Excerpt provided
===
This considered language, dealing with the particular statute here involved, is broad and unmistakable. The decision itself allowed depletion to one who had much less economic interest in the oil reserves than the appellees here. In the cases at bar, unlike the Anderson Case, it is not a question of which taxpayer gets the allowance; in our cases, the depletion actually suffered by the royalty interest must be allowed to appellees or no allowance therefor made. We cannot ignore the Pamer Case because of a supposed conflict between it and a later case dealing with another statute.

The Palmer Case and its progenitors do no more than apply, to a new situation, the accepted philosophy that taxation is an intensely practical matter, and questions must be determined according to the truth and substance of the transaction, and not by the form it took. Eisner v. Macomber, 252 U.S. 189, 40 S. Ct. 189, 64 L. Ed. 521, 9 A.L.R. 1570; United States v. Phellis, 257 U.S. 156, 42 S. Ct. 63, 66 L. Ed. 180; Bowers v. Kerbaugh-Emp. Co., 271 U.S. 170, 46 S. Ct. 449, 70 L. Ed. 886. The law recognizes equitable estates for the purpose of paying income taxes, Irwin v. Gavit, 268 U.S. 161, 45 S. Ct. 475, 69 L. Ed. 897; Anderson v. Wilson, supra; likewise it should and does recognize them for proper deductions from that income. The allowance claimed here was essentially just, for every barrel of oil produced lessened the eventual sale price of the property in which appellees may share; such production in fact depleted the reservoir of oil in which appellees had a substantial economic interest.
===
Data shown
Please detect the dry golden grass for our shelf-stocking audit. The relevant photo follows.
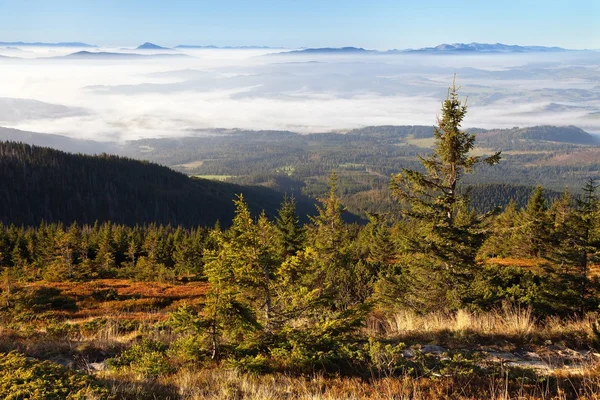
===
Problems
1) Answer these questions about the excerpt on the depletion allowance:
(a) Unlike in the Anderson Case, what is not the question in the cases at bar?
(b) What does the law recognize for the purpose of paying income taxes?
(c) What did every barrel of oil produced lessen?
2) Can you reproduce word for word the part of the excerpt on the depletion allowance that begins at the words "This considered language, dealing" and stops after "with another statute."?

Final results
1)
(a) Which taxpayer gets the allowance.
(b) Equitable estates.
(c) The eventual sale price of the property in which appellees may share.

2)
This considered language, dealing with the particular statute here involved, is broad and unmistakable. The decision itself allowed depletion to one who had much less economic interest in the oil reserves than the appellees here. In the cases at bar, unlike the Anderson Case, it is not a question of which taxpayer gets the allowance; in our cases, the depletion actually suffered by the royalty interest must be allowed to appellees or no allowance therefor made. We cannot ignore the Pamer Case because of a supposed conflict between it and a later case dealing with another statute.